The Indians have a remedy for this maddening frustration. It is called Yoga.
First lesson: Patience. Breathe.

Friday, August 22, 2008

A new story

"Why would you ever want to go to India?" friends asked me. This was 14 years ago. At that time, India was not quite the up-and-coming, entrepreneurial outsource it is today. "All that poverty, all that misery," my friends warned.

But why wouldn't I want to experience a country so different from my own? In the previous five years, I had been to Egypt, China and Russia and yearned for more. And here was an opportunity to travel essentially for free, as a member of a Rotary Group Study Exchange team, and my employer had graciously allowed me six weeks off to do it.

The journey I embarked upon in January 1995 with four companions was, physically, a grueling road trip through dusty little towns where no tourist would ever venture. But it was, for me, also a spiritual sojourn to the center of the universe.

I'll share some of that journey with you over the next couple of weeks, beginning Monday.

We'll call this one "Dancing with Shiva."

Thursday, August 21, 2008

Followup on Enos


"Life of Enos," which appeared in this blog some time ago, was repeated as a weekly serial in the Observer-Reporter, concluding Aug. 10. It reached a much wider local audience than did the blog, and I received a good deal of oral comment on it from readers, despite the fact that the style and length of chapters were much more suitable for the Internet than the newspaper.

Charlie Begley, a contractor and member of the Washington Rotary Club, was surprised to read about Enos Christman, the ancestor of a family here in town for which he had done much work. So, on Tuesday he invited Enos' great-great granddaughter, Jackie Christman Anderson, to the weekly Rotary luncheon to meet me.

Jackie's uncle, Ron Christman, was a photographer for this newspaper until he was killed in a helicopter crash in 1973 while taking aerial photographs for our annual Progress Edition. She said that her sister lives two doors down from the home on East Prospect Avenue where Enos lived the last three decades of his life.

Jackie related one story that I'll pass along. In his home on Prospect, there was a little shelf at the foot of the stairs on which always sat a whiskey bottle and a shot glass. In the later years of his life, Enos was said to take a shot every time he ascended the stairs, and another every time he came back down.

A newspaper man, of the old school.

Wednesday, August 20, 2008

Whine, whine, whine

A guy left a message on my phone Monday, complaining that he didn't see the results of the weekly livestock auction in Greene County this week in the newspaper. He said he realized we might have been busy slapping ourselves on the back for being around for 200 years, but what he really needed to know was the prices at the auction, and not a bunch of self-serving history.

## LIST OF TASKS
1. Answer these questions about the blog excerpt:
(a) In what month and year did the journey to India begin?
(b) Which newspaper ran "Life of Enos" as a weekly serial?
(c) What results did the caller say were missing from the newspaper that week?
2. Output the part of the blog excerpt that begins with the words containing "A new story" and ends with "my friends warned.".
3. Write the next part of the blog excerpt, starting after its last sentence.
The listing that comes next is from a separate source, not the blog excerpt.

Labels for object points:
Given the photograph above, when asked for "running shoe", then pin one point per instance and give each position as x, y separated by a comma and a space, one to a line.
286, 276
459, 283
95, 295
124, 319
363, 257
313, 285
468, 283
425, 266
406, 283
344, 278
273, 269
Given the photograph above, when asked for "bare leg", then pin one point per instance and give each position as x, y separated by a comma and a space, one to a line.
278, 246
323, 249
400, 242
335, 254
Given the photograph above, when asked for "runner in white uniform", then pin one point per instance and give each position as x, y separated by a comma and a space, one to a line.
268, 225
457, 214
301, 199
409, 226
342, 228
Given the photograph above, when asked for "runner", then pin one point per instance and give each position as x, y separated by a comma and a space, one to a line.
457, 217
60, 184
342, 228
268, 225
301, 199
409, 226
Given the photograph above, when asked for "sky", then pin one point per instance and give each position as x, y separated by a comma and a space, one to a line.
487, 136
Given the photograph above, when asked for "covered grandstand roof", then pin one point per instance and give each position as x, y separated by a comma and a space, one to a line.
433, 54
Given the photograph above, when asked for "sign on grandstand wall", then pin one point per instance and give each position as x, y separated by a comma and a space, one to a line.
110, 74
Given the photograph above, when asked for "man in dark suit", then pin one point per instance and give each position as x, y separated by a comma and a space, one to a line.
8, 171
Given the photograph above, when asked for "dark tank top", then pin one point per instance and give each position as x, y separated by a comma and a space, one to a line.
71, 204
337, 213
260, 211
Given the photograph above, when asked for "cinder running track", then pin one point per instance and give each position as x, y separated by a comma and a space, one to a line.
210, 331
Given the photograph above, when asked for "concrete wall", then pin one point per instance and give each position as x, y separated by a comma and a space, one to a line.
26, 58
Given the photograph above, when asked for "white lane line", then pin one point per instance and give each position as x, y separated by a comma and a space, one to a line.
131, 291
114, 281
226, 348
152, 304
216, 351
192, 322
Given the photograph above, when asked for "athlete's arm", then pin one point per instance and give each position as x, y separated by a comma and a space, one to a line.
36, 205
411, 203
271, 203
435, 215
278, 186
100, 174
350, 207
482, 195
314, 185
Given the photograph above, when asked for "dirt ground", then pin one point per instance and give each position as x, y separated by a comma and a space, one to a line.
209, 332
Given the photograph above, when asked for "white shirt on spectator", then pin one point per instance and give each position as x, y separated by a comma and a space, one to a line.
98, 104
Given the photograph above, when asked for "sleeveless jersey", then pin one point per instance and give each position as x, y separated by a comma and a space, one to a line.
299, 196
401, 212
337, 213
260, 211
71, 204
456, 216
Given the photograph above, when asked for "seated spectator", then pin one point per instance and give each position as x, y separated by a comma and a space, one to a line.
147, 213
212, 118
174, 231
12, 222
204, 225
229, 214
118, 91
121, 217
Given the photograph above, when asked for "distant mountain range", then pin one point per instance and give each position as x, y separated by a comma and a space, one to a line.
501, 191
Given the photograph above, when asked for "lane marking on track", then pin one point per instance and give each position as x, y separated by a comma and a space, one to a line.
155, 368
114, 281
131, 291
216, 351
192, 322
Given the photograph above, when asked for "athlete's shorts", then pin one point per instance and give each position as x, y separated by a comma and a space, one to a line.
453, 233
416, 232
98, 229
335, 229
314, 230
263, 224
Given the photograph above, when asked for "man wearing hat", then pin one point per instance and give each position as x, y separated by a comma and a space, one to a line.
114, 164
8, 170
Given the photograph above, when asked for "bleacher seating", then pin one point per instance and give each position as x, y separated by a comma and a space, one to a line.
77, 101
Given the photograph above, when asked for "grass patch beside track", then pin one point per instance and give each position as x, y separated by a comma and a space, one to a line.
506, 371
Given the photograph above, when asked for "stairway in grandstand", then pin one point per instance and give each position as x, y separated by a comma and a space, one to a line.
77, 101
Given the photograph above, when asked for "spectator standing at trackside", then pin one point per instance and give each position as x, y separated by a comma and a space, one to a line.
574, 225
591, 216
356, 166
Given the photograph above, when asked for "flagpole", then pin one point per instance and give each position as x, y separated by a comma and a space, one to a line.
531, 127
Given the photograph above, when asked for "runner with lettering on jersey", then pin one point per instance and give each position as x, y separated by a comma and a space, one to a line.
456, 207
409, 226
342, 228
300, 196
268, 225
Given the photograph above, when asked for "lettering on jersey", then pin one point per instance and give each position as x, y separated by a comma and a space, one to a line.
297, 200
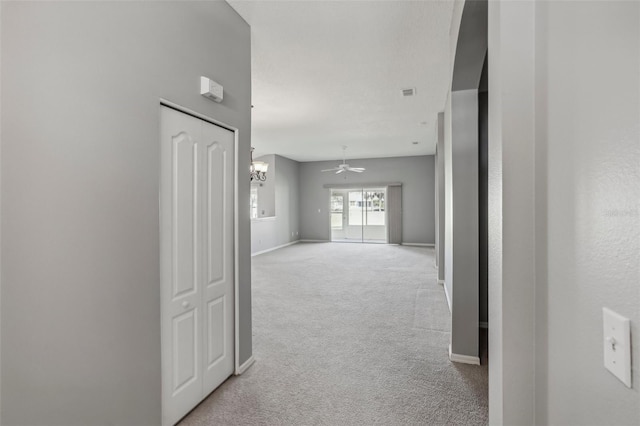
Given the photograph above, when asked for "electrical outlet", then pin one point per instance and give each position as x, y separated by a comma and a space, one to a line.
617, 345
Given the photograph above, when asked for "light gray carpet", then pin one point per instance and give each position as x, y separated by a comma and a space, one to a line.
349, 334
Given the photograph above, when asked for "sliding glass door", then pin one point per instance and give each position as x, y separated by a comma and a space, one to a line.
358, 215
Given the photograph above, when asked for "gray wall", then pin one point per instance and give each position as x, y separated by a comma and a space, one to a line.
285, 226
483, 206
563, 197
592, 116
81, 85
464, 184
448, 201
441, 198
418, 199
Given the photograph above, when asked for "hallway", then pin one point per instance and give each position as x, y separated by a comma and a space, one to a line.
348, 334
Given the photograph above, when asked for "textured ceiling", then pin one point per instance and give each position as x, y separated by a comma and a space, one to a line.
331, 73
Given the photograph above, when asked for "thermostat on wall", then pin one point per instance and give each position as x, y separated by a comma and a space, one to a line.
210, 89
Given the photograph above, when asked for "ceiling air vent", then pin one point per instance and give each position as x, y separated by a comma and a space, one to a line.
408, 92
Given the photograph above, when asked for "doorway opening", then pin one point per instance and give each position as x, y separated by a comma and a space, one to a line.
358, 215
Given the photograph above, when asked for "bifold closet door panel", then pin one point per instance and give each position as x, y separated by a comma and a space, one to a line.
197, 260
218, 248
180, 267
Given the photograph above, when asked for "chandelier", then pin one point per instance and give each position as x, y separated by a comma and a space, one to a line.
258, 169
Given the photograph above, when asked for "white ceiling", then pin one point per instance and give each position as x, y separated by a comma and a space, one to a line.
330, 73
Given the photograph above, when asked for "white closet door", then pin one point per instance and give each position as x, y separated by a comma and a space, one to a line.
196, 192
218, 247
394, 214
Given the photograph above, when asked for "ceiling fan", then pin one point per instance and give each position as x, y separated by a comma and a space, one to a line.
344, 167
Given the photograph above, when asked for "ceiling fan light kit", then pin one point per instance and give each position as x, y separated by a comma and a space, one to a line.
344, 167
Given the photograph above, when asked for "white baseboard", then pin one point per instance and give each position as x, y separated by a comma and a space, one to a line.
463, 359
446, 293
248, 363
275, 248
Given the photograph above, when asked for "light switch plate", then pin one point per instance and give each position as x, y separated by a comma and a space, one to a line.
617, 345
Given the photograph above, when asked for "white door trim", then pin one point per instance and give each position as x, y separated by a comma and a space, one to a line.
236, 325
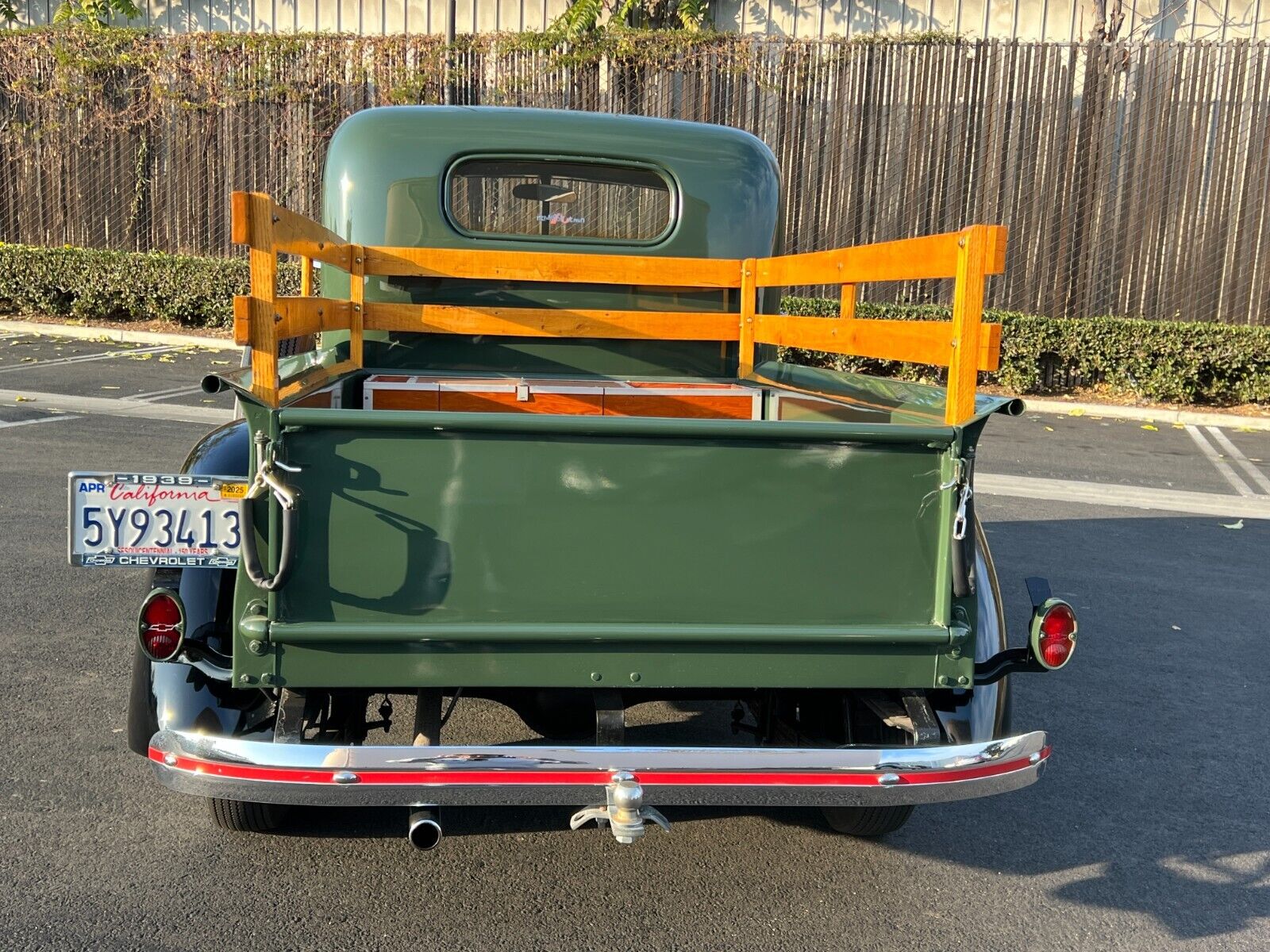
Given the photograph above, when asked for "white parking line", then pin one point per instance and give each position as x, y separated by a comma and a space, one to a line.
1244, 463
86, 359
1172, 501
120, 408
156, 395
1223, 467
55, 418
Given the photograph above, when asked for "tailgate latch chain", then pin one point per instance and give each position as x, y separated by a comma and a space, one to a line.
266, 480
960, 482
624, 812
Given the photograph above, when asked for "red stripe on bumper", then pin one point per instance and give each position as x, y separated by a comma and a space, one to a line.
594, 778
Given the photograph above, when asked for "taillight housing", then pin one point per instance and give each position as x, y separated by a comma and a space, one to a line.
1053, 634
162, 625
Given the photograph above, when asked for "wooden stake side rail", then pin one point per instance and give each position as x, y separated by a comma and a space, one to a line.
965, 346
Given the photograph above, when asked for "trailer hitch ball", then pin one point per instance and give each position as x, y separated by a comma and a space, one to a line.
624, 812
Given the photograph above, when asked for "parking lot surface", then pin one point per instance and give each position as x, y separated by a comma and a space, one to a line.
1149, 831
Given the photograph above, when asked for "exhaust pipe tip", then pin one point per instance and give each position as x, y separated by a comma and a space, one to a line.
425, 829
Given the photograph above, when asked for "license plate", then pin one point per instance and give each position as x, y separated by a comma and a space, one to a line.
152, 522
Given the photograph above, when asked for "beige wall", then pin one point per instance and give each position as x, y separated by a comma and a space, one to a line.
1022, 19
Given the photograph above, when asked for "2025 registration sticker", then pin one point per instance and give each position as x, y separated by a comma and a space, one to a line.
150, 520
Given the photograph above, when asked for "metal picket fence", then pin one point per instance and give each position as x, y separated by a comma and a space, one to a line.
1132, 175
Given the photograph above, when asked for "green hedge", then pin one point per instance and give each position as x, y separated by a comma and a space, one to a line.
1180, 362
121, 286
1164, 361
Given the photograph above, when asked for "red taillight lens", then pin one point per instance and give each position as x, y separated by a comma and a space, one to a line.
1056, 635
162, 626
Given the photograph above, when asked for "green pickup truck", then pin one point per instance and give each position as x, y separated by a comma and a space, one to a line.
533, 443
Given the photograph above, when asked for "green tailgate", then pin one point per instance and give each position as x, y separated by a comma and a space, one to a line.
499, 550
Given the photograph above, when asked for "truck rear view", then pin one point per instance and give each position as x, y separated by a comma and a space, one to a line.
533, 443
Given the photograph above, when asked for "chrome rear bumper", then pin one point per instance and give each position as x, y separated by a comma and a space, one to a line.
408, 776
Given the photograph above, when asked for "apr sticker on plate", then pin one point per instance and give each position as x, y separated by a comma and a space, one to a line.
146, 520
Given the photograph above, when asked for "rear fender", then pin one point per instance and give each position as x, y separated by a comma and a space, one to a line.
175, 696
983, 714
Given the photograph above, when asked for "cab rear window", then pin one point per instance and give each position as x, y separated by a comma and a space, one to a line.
559, 201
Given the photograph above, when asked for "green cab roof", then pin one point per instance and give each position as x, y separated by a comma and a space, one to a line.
725, 179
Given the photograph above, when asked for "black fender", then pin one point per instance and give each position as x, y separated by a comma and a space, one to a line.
983, 714
177, 696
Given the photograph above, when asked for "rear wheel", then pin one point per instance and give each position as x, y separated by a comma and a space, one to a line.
867, 820
243, 816
870, 820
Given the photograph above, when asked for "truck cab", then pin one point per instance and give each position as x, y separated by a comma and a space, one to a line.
535, 442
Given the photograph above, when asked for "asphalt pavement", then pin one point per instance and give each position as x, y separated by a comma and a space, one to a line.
1147, 831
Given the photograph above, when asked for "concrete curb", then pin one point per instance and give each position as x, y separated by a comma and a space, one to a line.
117, 334
1195, 418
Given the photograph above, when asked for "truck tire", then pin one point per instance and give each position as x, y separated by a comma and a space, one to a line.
867, 820
870, 820
244, 816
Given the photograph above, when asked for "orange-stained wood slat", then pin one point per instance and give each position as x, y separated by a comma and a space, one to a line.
907, 259
550, 323
554, 267
914, 342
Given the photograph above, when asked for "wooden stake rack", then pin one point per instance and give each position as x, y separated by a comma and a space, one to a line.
965, 346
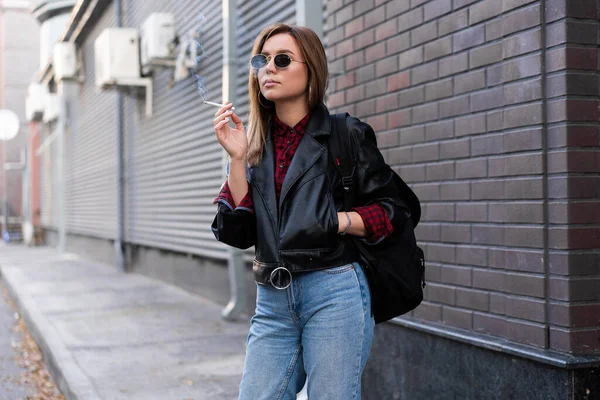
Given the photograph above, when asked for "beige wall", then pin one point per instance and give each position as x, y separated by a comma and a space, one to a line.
19, 62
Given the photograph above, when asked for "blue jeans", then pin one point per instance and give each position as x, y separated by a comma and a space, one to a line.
320, 328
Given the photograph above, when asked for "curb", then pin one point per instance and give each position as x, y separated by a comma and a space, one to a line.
73, 383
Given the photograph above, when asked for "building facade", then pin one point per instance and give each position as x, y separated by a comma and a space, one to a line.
488, 108
19, 49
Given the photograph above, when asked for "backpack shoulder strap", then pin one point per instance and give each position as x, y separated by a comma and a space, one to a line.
340, 149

## RESPONSES IN ORDER
1.
(a) January 1995
(b) The Observer-Reporter
(c) The results of the weekly livestock auction in Greene County

2.
A new story

"Why would you ever want to go to India?" friends asked me. This was 14 years ago. At that time, India was not quite the up-and-coming, entrepreneurial outsource it is today. "All that poverty, all that misery," my friends warned.

3.
It's true that the livestock auction results were not in the paper this week. They weren't in last week, either, or for that matter, in any paper for the past 234 weeks, because we stopped running the results three and a half years ago.

Truth is, the Pennsylvania Department of Agriculture does a pretty good job of posting livestock auction prices from around the state online, and probably most people in the farming industry rely on the PDA site for their information. For some reason, the Greene auction results aren't listed there; nevertheless, the demand for this information from our readers is very low.

Friday, August 15, 2008

Sorry, wrong choice

With all the saber-rattling going on and talk of the Russians being our enemies again, I heard this morning from a Russian friend, Yuri. He is an academic, completely oblivious to world politics. His concern now is his dissertation, in the works now for probably 20 years. He's researching the individual's moral equivalent of the Holy Grail, or something like that.

Anyway, I had written to Yuri a few days ago, asking him to do me a favor. I asked him to walk down Kirova street in the evening for me. Kirova is the main drag in his city of Novokuznetsk. At this time of year, it doesn't get dark until about 11 p.m., and all evening the city's residents stroll up and down the boulevard; it is like a festival. I asked him to stop into one of the beer tents and drink a half-liter of Baltica beer for me. Baltica is the most prevalent brand of beer in Russia.

Apparently, Baltica is not exactly Yuri's favorite. "And sure I will have a Baltica, tasting of the Baltic Sea water when stagnate in pools after storm on the beaches of St. Pete," he wrote. But, at just 50 cents for a killer can, he will suffer through it, he told me. After all, what are friends for?

Thursday, August 14, 2008

Whine, whine, whine

C: My friends and family dislike very much having so much paper space anywhere written in Spanish. Takes twice the space that's written in English - My grandparents learned to spell, talk, and read and write in American after coming here from Budapest Hungary. Nothing was written in Hungarian (Just English/American) for them anywhere - for any reason. Who's idea was it?" To start this Spanish stuff? Hope the O-R doesn't devote half the paper to the Spanish printing. - P.R.

A: Retail giants like Lowe's print signs in Spanish and English because they choose to accommodate their customers. Lowe's has stores all over this country, and in some of the places it has its stores, Spanish is spoken by the majority of customers. Latinos now comprise the largest minority in the country.

The reason why there were no signs in Hungarian when your grandparents came here was because there were not 54 MILLION of them. And chance are, they did not learn "American" instantly. Most European immigrants at the time - like my mother's people who came from Poland - settled in ethnic neighborhoods where native languages persisted. Young people caught on quickly to the new language, but older people took longer or did not. My great-grandmother lived in this country for 50 years and never learned to speak English.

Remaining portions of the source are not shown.